> _YOUR INSTRUCTIONS_: Wherever an image appears in the entries, drop it and reproduce everything else exactly.

> _ENTRIES SHOWN_:

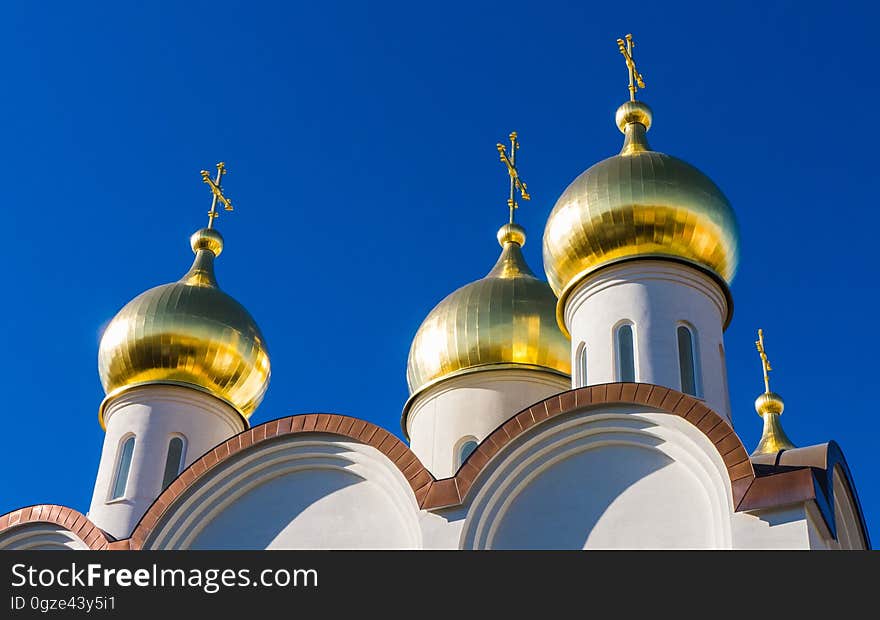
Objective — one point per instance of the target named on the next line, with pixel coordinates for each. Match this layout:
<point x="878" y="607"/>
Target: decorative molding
<point x="71" y="520"/>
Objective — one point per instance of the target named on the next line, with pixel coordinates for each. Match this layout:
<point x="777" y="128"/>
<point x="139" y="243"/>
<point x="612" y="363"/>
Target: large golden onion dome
<point x="505" y="319"/>
<point x="639" y="203"/>
<point x="187" y="333"/>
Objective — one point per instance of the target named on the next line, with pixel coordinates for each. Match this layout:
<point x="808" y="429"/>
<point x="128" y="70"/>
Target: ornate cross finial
<point x="214" y="184"/>
<point x="635" y="78"/>
<point x="516" y="183"/>
<point x="765" y="363"/>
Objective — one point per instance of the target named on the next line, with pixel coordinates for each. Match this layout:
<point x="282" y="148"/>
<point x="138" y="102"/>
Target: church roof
<point x="765" y="481"/>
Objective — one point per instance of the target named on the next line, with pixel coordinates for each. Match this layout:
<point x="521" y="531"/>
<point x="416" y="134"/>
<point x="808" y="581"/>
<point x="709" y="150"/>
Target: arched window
<point x="626" y="358"/>
<point x="465" y="450"/>
<point x="122" y="468"/>
<point x="687" y="361"/>
<point x="582" y="365"/>
<point x="173" y="462"/>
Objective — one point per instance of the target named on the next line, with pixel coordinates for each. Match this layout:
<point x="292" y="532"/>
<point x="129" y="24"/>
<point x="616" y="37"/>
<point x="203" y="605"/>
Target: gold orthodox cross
<point x="516" y="183"/>
<point x="635" y="78"/>
<point x="215" y="184"/>
<point x="765" y="363"/>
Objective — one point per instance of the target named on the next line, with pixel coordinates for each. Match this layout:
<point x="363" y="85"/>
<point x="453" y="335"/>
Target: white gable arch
<point x="608" y="477"/>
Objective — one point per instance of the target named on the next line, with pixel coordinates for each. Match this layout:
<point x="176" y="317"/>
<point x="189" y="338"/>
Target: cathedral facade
<point x="590" y="410"/>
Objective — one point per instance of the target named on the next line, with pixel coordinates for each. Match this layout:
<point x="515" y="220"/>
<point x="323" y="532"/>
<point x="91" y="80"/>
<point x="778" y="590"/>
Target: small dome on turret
<point x="188" y="333"/>
<point x="639" y="203"/>
<point x="504" y="319"/>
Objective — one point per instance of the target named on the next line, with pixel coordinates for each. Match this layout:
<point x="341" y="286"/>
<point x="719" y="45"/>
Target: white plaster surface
<point x="656" y="297"/>
<point x="153" y="414"/>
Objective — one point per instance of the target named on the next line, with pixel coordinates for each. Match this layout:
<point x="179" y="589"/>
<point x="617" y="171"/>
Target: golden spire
<point x="516" y="183"/>
<point x="765" y="363"/>
<point x="216" y="190"/>
<point x="769" y="406"/>
<point x="635" y="78"/>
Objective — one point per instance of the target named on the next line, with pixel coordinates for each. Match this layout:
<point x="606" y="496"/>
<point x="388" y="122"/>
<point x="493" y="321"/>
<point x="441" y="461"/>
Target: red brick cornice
<point x="71" y="520"/>
<point x="431" y="493"/>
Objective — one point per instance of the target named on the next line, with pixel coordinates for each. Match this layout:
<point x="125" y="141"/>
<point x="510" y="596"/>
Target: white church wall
<point x="613" y="477"/>
<point x="655" y="297"/>
<point x="40" y="537"/>
<point x="785" y="527"/>
<point x="302" y="491"/>
<point x="153" y="414"/>
<point x="442" y="529"/>
<point x="472" y="405"/>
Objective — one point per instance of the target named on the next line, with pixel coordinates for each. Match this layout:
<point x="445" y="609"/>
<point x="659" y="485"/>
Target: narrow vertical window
<point x="687" y="362"/>
<point x="582" y="365"/>
<point x="173" y="461"/>
<point x="465" y="451"/>
<point x="626" y="359"/>
<point x="122" y="469"/>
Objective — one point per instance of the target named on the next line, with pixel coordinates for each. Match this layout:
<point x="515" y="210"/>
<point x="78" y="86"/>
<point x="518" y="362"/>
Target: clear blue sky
<point x="360" y="141"/>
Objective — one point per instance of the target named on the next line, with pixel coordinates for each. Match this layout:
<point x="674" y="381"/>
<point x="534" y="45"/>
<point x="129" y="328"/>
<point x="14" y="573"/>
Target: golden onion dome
<point x="187" y="333"/>
<point x="639" y="203"/>
<point x="503" y="320"/>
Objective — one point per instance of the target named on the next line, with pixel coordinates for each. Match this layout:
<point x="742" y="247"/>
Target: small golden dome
<point x="504" y="319"/>
<point x="639" y="203"/>
<point x="188" y="333"/>
<point x="769" y="406"/>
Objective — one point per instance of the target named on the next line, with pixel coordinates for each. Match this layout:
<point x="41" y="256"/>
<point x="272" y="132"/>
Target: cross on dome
<point x="217" y="191"/>
<point x="635" y="78"/>
<point x="516" y="182"/>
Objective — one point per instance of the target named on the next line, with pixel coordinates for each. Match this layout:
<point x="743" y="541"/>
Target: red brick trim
<point x="716" y="428"/>
<point x="431" y="493"/>
<point x="419" y="478"/>
<point x="71" y="520"/>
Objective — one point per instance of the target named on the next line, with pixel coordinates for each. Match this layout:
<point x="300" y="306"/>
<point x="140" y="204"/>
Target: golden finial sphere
<point x="512" y="233"/>
<point x="207" y="239"/>
<point x="633" y="112"/>
<point x="769" y="402"/>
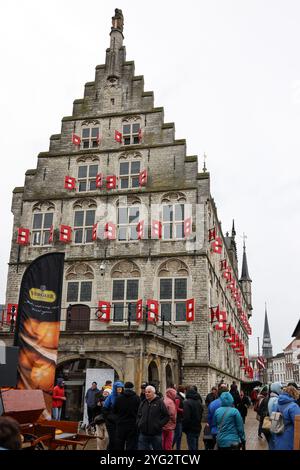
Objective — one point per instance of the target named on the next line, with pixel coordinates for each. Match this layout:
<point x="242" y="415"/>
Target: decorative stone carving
<point x="131" y="119"/>
<point x="79" y="271"/>
<point x="112" y="83"/>
<point x="128" y="201"/>
<point x="130" y="155"/>
<point x="43" y="206"/>
<point x="89" y="122"/>
<point x="88" y="159"/>
<point x="125" y="269"/>
<point x="173" y="197"/>
<point x="173" y="267"/>
<point x="85" y="203"/>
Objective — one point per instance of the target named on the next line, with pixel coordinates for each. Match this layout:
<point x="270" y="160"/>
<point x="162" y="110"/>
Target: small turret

> _RESPONSE_:
Objective — one point per instance of the target named on the next line, with pixel coordinates for each. Match this layout:
<point x="878" y="607"/>
Target: decorative molding
<point x="71" y="520"/>
Objective — one point per instance of the target named on the next line, with pixel coordinates for each. Match this layout:
<point x="777" y="128"/>
<point x="139" y="243"/>
<point x="612" y="363"/>
Target: large golden onion dome
<point x="505" y="319"/>
<point x="639" y="203"/>
<point x="187" y="333"/>
Objective — one point per instance of the target named on the next line, with pixel coordinates for each. Match this layout:
<point x="808" y="429"/>
<point x="128" y="70"/>
Target: ornate cross finial
<point x="214" y="184"/>
<point x="635" y="78"/>
<point x="516" y="183"/>
<point x="765" y="363"/>
Objective — one point per instance of the target named on the next line, with pixel coordinates for each. Match this layout:
<point x="282" y="148"/>
<point x="138" y="102"/>
Target: church roof
<point x="765" y="481"/>
Objective — one point per instance of the target named on the next line, with pixel coordinates for each. Match this layout:
<point x="521" y="531"/>
<point x="416" y="134"/>
<point x="808" y="581"/>
<point x="709" y="150"/>
Target: arched window
<point x="626" y="358"/>
<point x="465" y="450"/>
<point x="122" y="468"/>
<point x="687" y="361"/>
<point x="582" y="365"/>
<point x="173" y="462"/>
Objective — one point per instance of the target named on the next line, with pixel coordinates for each. Match this layout:
<point x="292" y="532"/>
<point x="129" y="24"/>
<point x="616" y="37"/>
<point x="203" y="605"/>
Target: gold orthodox cross
<point x="516" y="183"/>
<point x="635" y="78"/>
<point x="215" y="184"/>
<point x="765" y="363"/>
Objective — one point per instance of the target named on the next line, with pixel coordinates for each. Match this layout:
<point x="363" y="85"/>
<point x="453" y="335"/>
Target: white gable arch
<point x="608" y="477"/>
Objective — one point per instance of the target named on the next line, with pixel coordinates for each. Match this layout:
<point x="176" y="317"/>
<point x="189" y="338"/>
Target: cathedral facade
<point x="590" y="410"/>
Objective — one point per instance of the target named on the next line, with pixel coordinates for each. Match this layout:
<point x="515" y="220"/>
<point x="323" y="532"/>
<point x="91" y="80"/>
<point x="778" y="590"/>
Target: small dome on turret
<point x="188" y="333"/>
<point x="639" y="203"/>
<point x="504" y="319"/>
Objective — one point per instance of the target named on the next line, with pixel coordinates for each. Match this layout:
<point x="341" y="286"/>
<point x="719" y="45"/>
Target: white plaster surface
<point x="656" y="297"/>
<point x="153" y="414"/>
Objective — one point per instance of the target named on the next line, with pixel coordinates for each. Match this layout:
<point x="179" y="589"/>
<point x="617" y="171"/>
Target: golden spire
<point x="516" y="183"/>
<point x="765" y="363"/>
<point x="216" y="190"/>
<point x="769" y="406"/>
<point x="635" y="78"/>
Objective — one point per instance of the target named on the next line, with pixel coordinates for each. Match this layout:
<point x="606" y="496"/>
<point x="388" y="122"/>
<point x="493" y="321"/>
<point x="441" y="461"/>
Target: red brick cornice
<point x="71" y="520"/>
<point x="431" y="493"/>
Objective — one point per instance of the target named on the next line, with pixel coordinates for each. Match this layout:
<point x="125" y="141"/>
<point x="510" y="596"/>
Target: white church wall
<point x="613" y="477"/>
<point x="655" y="297"/>
<point x="40" y="537"/>
<point x="785" y="527"/>
<point x="302" y="491"/>
<point x="153" y="414"/>
<point x="442" y="529"/>
<point x="472" y="405"/>
Objective — one point per instance of the target named on the next line, with pixel coordinates for each. Match this layout:
<point x="445" y="609"/>
<point x="659" y="485"/>
Target: narrow vertical window
<point x="687" y="362"/>
<point x="582" y="365"/>
<point x="173" y="461"/>
<point x="465" y="451"/>
<point x="626" y="359"/>
<point x="122" y="469"/>
Objective — one point per instance of the target named on the next line, with pixel coordinates for each. Match this layout:
<point x="515" y="210"/>
<point x="78" y="86"/>
<point x="518" y="362"/>
Target: clear blue sky
<point x="360" y="141"/>
Objective — one point per instance of the target named on the next line, with pixel coordinates for each. Match this layout:
<point x="674" y="381"/>
<point x="534" y="45"/>
<point x="129" y="328"/>
<point x="14" y="573"/>
Target: golden onion dome
<point x="187" y="333"/>
<point x="639" y="203"/>
<point x="503" y="320"/>
Objective — one point per instance of the target named on the next line, with pixel coordinates for each. Match this layout:
<point x="742" y="247"/>
Target: small golden dome
<point x="504" y="319"/>
<point x="639" y="203"/>
<point x="188" y="333"/>
<point x="769" y="406"/>
Objective — one point per instance of the target named on the next line, with pixel coordinates for each. Match this layout:
<point x="41" y="256"/>
<point x="272" y="132"/>
Target: cross on dome
<point x="217" y="191"/>
<point x="635" y="78"/>
<point x="516" y="182"/>
Objective — one point per instance of the target named on the next line, with pixel coordinates for each. Match this layout:
<point x="743" y="541"/>
Target: red brick trim
<point x="716" y="428"/>
<point x="431" y="493"/>
<point x="419" y="478"/>
<point x="71" y="520"/>
Objective — one point per instance of the target named on the next line, with pixel coordinates for each. Match this layout:
<point x="300" y="306"/>
<point x="140" y="204"/>
Target: golden finial sphere
<point x="512" y="233"/>
<point x="207" y="239"/>
<point x="633" y="112"/>
<point x="769" y="402"/>
Objective — one point per instance of the target named on the next line, with pixel coordinates for each. Match this layout:
<point x="242" y="415"/>
Target: decorative stone carving
<point x="131" y="119"/>
<point x="79" y="271"/>
<point x="112" y="83"/>
<point x="128" y="201"/>
<point x="130" y="155"/>
<point x="43" y="206"/>
<point x="89" y="122"/>
<point x="88" y="159"/>
<point x="125" y="269"/>
<point x="173" y="197"/>
<point x="173" y="267"/>
<point x="85" y="203"/>
Objective — one point per instance of the target named on the next line, with pixel coordinates for each. Match this layout:
<point x="270" y="160"/>
<point x="162" y="110"/>
Target: small turret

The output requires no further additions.